**TO DO**
Work through the records that follow and return each line containing the word "pixels".
· · · · ·
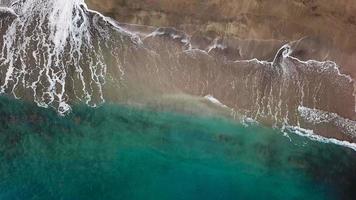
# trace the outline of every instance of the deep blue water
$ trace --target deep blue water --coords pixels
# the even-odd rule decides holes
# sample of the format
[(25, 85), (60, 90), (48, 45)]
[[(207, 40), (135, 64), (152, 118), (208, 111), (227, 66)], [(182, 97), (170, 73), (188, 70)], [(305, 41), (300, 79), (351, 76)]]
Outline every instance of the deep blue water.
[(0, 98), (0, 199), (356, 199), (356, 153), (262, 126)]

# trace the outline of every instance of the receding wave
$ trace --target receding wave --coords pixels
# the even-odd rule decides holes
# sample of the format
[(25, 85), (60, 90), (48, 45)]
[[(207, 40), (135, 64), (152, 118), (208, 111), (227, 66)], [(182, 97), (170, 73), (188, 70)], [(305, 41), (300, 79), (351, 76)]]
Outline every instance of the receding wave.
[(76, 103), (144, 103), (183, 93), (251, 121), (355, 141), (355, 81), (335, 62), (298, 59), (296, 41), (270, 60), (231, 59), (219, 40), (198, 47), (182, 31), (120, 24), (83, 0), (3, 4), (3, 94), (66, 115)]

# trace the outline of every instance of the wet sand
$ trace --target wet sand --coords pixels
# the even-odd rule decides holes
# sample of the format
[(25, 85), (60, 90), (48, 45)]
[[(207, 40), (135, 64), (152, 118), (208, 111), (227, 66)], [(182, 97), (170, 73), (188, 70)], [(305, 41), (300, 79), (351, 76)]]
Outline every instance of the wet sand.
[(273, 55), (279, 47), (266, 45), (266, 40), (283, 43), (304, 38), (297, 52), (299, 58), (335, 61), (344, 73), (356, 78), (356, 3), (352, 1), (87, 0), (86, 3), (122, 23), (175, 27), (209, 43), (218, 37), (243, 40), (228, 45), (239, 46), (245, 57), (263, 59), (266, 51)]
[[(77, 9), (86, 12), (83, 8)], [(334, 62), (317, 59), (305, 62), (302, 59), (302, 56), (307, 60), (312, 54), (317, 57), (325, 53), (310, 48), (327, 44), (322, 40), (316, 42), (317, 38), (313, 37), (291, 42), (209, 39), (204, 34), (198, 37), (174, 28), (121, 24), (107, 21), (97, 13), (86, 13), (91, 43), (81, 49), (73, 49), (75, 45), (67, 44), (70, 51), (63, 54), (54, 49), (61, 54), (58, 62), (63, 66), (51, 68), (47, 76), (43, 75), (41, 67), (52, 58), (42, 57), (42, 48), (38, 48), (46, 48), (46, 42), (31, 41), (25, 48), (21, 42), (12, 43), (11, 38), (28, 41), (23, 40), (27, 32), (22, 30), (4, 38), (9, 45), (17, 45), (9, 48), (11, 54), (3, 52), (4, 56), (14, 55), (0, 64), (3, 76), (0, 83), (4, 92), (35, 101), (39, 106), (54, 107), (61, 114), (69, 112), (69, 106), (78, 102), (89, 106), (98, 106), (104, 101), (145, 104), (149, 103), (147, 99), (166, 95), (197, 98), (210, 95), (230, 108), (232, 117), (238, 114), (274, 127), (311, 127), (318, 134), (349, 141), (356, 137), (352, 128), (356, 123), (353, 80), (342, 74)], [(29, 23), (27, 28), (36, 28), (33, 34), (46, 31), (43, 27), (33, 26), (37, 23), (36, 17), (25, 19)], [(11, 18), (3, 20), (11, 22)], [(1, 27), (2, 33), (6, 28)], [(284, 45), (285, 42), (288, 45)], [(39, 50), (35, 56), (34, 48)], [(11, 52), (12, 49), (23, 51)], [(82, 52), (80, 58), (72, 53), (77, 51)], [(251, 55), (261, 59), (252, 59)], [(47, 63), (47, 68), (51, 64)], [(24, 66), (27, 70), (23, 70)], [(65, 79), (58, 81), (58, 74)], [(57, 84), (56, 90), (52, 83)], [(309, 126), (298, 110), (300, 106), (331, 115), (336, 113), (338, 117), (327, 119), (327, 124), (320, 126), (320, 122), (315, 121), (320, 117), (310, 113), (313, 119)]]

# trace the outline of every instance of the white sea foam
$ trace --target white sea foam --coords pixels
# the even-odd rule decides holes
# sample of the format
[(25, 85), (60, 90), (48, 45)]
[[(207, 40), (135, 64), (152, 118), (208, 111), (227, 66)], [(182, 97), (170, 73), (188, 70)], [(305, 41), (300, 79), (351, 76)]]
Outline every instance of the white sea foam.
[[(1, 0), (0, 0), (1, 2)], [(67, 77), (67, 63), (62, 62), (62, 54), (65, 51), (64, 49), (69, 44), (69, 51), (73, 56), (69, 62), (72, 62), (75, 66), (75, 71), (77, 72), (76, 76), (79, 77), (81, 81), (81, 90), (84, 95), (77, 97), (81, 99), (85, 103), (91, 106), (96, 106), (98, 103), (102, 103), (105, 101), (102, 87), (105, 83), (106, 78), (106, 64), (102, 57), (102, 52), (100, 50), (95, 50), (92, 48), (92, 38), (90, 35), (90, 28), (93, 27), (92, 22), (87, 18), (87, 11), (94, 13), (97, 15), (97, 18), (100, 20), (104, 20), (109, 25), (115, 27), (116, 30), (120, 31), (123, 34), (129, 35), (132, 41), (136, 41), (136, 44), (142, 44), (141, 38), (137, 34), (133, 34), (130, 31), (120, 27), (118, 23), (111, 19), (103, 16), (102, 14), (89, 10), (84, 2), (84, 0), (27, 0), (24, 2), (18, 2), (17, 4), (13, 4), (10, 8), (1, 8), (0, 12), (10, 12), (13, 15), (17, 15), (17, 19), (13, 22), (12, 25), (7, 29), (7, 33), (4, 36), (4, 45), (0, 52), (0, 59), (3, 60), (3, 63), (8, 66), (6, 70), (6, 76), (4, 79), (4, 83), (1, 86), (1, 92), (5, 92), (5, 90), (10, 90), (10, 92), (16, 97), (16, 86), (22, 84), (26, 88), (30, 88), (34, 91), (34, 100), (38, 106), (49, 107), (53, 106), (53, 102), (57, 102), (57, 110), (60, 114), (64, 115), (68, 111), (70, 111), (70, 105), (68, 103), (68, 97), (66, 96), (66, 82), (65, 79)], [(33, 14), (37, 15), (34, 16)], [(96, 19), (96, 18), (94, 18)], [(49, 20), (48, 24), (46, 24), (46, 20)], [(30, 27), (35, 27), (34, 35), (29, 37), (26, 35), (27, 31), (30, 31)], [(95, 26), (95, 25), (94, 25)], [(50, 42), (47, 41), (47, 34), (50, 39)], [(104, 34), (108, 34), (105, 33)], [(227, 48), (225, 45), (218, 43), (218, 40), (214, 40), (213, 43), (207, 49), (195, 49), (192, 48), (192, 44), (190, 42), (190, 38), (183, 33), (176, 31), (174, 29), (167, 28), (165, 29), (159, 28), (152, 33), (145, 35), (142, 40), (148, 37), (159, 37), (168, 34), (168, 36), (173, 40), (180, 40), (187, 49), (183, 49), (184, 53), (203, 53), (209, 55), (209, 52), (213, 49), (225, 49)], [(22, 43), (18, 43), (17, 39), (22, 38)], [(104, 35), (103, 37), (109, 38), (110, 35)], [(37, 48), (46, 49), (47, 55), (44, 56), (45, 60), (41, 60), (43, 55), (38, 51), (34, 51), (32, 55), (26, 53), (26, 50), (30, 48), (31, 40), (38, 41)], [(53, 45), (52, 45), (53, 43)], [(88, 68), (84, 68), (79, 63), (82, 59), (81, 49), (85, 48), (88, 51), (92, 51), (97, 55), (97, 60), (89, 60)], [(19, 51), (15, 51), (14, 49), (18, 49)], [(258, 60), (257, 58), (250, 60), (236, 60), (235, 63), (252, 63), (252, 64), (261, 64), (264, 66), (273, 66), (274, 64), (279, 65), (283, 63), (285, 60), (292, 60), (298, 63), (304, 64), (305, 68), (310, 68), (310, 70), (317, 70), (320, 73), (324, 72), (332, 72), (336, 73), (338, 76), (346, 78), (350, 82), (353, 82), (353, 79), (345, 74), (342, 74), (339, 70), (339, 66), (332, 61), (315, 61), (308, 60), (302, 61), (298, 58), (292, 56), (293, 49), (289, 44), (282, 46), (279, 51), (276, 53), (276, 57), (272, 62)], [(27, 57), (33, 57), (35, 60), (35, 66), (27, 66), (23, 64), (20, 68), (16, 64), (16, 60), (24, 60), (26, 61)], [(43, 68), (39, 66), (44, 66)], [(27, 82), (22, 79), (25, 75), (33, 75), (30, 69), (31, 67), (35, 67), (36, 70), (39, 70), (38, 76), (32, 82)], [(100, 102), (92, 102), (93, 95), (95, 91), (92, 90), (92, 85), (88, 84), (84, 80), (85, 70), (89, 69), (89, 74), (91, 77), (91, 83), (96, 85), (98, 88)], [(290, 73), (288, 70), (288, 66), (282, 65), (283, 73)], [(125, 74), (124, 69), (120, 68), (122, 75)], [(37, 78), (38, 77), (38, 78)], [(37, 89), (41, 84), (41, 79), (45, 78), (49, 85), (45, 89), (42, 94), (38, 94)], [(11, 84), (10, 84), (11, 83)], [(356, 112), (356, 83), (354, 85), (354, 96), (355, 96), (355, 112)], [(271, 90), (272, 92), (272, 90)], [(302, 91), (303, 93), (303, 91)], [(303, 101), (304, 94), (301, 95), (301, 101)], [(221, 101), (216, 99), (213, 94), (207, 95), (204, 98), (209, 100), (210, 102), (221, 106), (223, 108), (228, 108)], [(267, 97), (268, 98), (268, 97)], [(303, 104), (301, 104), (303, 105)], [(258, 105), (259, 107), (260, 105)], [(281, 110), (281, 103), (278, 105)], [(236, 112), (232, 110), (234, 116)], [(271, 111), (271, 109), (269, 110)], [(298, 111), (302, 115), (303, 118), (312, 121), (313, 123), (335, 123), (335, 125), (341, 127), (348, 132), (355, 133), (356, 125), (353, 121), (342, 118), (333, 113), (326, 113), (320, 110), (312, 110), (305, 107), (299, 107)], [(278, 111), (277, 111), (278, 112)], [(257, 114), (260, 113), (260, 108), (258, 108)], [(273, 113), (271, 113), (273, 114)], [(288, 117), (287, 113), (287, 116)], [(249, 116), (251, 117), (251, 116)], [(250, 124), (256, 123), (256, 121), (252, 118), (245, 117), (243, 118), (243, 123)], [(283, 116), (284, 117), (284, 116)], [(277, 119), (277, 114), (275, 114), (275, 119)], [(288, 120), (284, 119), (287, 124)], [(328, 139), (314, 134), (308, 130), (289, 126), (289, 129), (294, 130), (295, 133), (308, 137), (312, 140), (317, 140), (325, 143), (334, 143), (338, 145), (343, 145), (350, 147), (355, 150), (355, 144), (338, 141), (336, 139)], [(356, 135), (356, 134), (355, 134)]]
· · · · ·
**RESPONSE BOX**
$ trace --target deep blue water --coords pixels
$ trace --target receding wave --coords pixels
$ trace --target wet sand --coords pixels
$ trace --target white sea foam --coords pixels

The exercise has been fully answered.